Work task:
Check each line of the records below for the word "segment" and copy those where it appears.

START Stored data

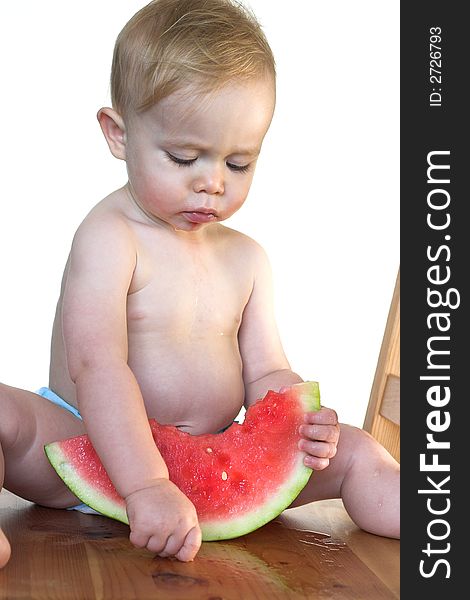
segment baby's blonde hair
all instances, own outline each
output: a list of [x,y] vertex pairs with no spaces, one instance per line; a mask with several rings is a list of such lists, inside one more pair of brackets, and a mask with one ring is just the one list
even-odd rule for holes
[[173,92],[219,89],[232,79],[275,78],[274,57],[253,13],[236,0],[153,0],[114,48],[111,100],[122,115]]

END Stored data
START Stored data

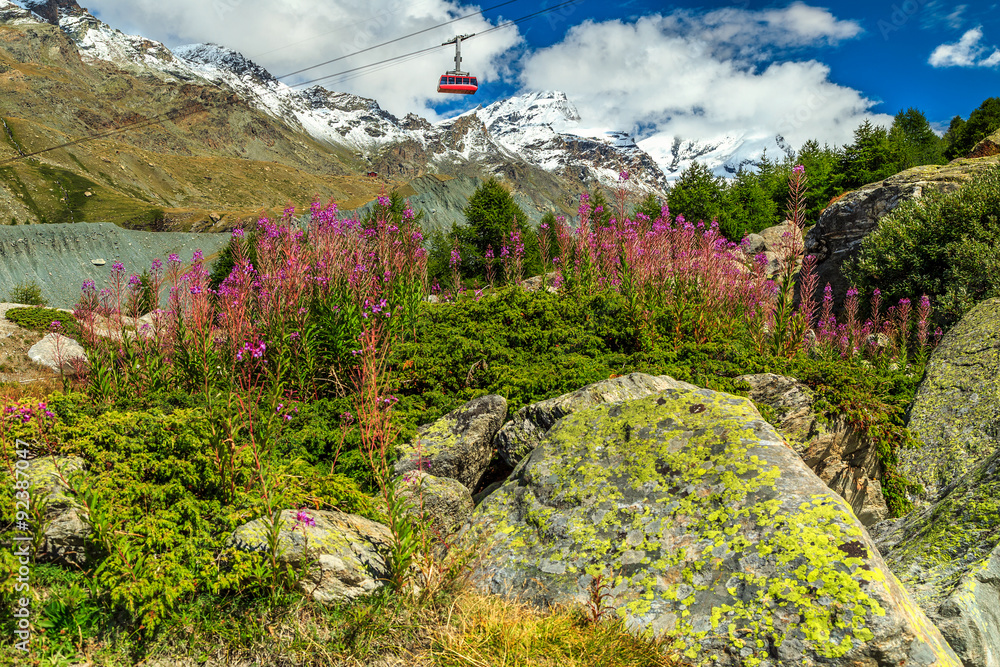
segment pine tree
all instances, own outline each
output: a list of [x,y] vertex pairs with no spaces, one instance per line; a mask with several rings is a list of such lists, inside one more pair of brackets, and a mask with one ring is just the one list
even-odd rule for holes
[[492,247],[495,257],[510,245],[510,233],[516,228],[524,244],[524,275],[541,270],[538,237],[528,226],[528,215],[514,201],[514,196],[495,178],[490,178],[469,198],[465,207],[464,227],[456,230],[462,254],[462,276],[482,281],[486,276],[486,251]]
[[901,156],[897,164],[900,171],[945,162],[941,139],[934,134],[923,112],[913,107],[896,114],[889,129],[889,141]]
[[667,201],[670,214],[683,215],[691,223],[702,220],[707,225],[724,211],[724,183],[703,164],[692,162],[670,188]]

END Stored data

Answer section:
segment baby's blonde hair
segment pine tree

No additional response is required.